* Data for this exercise *
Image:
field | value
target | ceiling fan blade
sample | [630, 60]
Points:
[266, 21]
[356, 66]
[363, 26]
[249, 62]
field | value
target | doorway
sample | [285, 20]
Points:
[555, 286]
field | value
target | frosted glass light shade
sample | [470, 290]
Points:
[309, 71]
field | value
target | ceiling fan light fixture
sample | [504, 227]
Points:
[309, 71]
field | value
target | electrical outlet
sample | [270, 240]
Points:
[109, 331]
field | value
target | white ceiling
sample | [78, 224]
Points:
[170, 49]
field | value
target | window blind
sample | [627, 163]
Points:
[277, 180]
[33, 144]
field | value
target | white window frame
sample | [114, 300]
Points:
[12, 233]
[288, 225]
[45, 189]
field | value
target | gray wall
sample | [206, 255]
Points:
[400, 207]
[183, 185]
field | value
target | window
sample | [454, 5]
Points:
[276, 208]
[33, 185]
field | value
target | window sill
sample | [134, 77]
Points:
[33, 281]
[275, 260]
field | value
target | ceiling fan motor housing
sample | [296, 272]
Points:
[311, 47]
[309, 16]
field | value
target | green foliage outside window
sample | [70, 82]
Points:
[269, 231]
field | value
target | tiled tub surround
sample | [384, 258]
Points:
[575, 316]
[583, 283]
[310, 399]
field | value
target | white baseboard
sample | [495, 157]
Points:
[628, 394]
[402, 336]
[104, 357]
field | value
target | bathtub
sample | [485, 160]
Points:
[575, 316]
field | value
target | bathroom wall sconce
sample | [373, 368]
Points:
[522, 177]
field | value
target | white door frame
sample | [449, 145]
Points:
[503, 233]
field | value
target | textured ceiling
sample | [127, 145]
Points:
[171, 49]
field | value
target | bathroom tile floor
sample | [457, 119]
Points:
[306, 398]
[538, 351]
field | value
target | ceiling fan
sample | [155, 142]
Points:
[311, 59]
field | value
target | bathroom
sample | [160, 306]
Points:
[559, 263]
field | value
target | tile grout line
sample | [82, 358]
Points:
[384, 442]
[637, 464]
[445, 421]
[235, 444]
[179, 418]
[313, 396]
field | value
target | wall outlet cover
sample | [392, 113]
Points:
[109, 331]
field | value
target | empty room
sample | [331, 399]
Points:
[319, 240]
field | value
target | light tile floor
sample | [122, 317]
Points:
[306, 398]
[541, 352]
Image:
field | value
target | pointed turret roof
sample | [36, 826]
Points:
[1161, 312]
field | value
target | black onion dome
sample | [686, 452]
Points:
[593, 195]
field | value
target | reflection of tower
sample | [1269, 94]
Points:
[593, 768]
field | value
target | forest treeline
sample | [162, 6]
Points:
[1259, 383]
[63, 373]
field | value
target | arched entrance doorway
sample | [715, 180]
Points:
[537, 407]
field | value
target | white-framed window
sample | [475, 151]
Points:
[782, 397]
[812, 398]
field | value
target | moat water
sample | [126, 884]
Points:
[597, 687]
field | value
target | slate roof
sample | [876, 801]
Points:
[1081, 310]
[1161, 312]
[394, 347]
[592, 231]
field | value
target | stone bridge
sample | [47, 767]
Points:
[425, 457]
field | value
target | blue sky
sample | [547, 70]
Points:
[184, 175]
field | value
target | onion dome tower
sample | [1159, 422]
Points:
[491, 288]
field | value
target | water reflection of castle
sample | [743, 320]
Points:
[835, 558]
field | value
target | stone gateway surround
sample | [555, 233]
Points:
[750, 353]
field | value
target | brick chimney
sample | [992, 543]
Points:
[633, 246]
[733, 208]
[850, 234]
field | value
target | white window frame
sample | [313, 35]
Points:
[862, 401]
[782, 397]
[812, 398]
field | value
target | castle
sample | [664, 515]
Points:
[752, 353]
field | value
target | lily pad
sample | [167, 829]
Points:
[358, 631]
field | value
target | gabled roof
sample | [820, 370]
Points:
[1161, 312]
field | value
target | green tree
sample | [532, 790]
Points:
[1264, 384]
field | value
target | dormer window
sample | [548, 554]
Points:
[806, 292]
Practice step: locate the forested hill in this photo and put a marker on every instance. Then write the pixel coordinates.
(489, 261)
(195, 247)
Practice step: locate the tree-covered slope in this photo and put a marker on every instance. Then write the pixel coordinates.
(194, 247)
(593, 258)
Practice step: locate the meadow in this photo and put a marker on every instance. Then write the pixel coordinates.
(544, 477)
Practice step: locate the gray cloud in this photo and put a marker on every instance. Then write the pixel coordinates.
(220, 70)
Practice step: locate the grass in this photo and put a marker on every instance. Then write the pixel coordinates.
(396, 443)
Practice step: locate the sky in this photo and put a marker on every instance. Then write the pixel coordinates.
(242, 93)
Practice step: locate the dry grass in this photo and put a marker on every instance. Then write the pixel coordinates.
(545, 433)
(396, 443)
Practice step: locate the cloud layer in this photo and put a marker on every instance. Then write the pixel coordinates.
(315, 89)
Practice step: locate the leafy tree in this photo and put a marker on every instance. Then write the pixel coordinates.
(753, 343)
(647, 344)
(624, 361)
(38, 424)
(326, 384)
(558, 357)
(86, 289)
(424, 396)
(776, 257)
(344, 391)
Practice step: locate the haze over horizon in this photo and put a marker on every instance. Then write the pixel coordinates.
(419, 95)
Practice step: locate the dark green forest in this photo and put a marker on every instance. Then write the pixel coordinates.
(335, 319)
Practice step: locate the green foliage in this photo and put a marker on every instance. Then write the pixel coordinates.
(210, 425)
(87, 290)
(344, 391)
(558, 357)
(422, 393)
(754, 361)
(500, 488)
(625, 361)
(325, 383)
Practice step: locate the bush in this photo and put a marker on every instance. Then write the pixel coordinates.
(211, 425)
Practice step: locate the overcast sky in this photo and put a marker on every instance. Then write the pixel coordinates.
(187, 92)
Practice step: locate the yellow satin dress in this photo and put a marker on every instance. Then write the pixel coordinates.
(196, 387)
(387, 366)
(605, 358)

* Goal *
Render the lines from the one containing "Practice step: locate the overcast" through the end of the records as a Markdown table with the columns No. and Line, leaving out blank lines.

* Correct answer *
| No. | Line |
|---|---|
| 1 | Practice step: locate the overcast sky in this photo and put a marker on every instance. Then write the pixel coordinates. |
| 2 | (187, 92) |
| 3 | Practice step: locate the yellow satin dress in this photo and put a marker on every instance. Then write the pixel coordinates. |
| 4 | (196, 387) |
| 5 | (387, 366) |
| 6 | (605, 358) |